◆ **WHAT IS REQUIRED**
Reproduce the listing below word for word, keeping every line and its order unchanged.

◆ **DATA FOR THIS EXERCISE**
— start —
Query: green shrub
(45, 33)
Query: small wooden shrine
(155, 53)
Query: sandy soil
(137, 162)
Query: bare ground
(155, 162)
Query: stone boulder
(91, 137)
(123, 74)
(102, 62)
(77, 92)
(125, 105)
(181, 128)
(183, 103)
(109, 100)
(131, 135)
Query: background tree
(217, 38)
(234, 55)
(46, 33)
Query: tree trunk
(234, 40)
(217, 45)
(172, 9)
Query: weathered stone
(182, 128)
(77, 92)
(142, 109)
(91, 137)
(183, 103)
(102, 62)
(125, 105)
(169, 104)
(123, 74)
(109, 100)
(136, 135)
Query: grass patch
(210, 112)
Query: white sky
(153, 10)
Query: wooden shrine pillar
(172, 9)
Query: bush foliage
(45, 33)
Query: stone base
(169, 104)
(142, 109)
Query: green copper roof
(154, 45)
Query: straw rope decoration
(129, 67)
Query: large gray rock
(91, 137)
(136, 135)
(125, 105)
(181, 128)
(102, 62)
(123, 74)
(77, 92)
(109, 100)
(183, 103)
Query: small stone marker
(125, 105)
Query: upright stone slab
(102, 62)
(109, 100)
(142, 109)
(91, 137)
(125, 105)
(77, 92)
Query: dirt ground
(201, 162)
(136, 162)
— end —
◆ **THE COMPLETED TASK**
Query: green shrub
(45, 33)
Query: small wooden shrine
(155, 53)
Query: sandy soil
(137, 162)
Query: bare ground
(155, 162)
Query: stone boulder
(91, 137)
(123, 74)
(102, 62)
(77, 92)
(125, 105)
(181, 128)
(183, 103)
(109, 100)
(131, 135)
Query: background tree
(217, 38)
(234, 55)
(46, 33)
Query: tree trunk
(234, 40)
(217, 45)
(172, 9)
Query: weathered stone
(182, 128)
(77, 92)
(142, 109)
(91, 137)
(183, 103)
(102, 62)
(125, 105)
(169, 104)
(123, 74)
(109, 100)
(136, 135)
Query: grass patch
(210, 112)
Query: white sky
(153, 10)
Query: wooden shrine pillar
(172, 9)
Query: bush foliage
(45, 33)
Query: stone base
(169, 104)
(142, 109)
Query: green copper roof
(154, 45)
Query: straw rope decoration
(129, 67)
Query: large gray rock
(91, 137)
(136, 135)
(125, 105)
(181, 128)
(102, 62)
(123, 74)
(77, 92)
(109, 100)
(183, 103)
Query: small stone marker
(125, 105)
Query: upright stone slab
(102, 62)
(109, 100)
(142, 109)
(91, 137)
(125, 105)
(77, 92)
Query: dirt ground
(201, 162)
(136, 162)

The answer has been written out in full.